WORK INSTRUCTION
According to the biography text, which university awarded the writer a PhD in Occupational Health, and in what year?

I was awarded the Queens Golden and Diamond Jubilee Medals for my pre-hospital emergency work.
I was awarded the Fellowship of the Royal College of Emergency Medicine (FRCEM) in 1997.
I received a PhD in Occupational Health from the University of Birmingham in 2000.
I currently work part-time, as a Locum Consultant in the UK and hold a part-time position as a senior Emergency Physician in Beilinson Hospital, Israel.
I hold the position of Associate Clinical Professor at the University of Warwick Medical School. I have an active and extensive research portfolio.
I serve as an external examiner for a Masters programme at Queen Mary’s University London.
Until a few years ago, I served as an examiner to the Royal College of Surgeons of Edinburgh.
I worked as a HEMS (air ambulance) doctor for 12 years, serving as Clinical Director of the Midlands Air Ambulance for three years. I later served as the clinical audit lead and training doctor for the Air Support Unit at Great Western Ambulance Service. I have published a series of books on air ambulance work through Penguin Books.

RECORD EXCERPTS
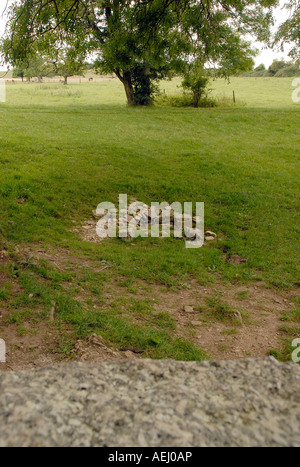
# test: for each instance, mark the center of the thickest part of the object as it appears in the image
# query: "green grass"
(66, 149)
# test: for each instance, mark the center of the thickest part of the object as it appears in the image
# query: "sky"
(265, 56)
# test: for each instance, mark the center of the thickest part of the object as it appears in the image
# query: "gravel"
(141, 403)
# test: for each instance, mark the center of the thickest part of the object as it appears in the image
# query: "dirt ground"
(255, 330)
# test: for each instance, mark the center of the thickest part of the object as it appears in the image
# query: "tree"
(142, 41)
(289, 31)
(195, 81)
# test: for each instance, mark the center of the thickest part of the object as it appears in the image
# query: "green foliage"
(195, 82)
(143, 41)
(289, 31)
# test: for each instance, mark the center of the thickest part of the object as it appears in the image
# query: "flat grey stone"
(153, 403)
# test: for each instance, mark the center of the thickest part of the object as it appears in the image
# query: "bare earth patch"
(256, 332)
* * *
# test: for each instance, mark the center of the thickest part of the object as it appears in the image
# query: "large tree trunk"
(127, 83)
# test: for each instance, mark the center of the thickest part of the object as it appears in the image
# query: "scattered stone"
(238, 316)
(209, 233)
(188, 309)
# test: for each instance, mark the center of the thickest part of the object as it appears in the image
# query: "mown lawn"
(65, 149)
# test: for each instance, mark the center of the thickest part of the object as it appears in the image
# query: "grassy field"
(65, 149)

ANSWER BOX
The University of Birmingham awarded it in 2000.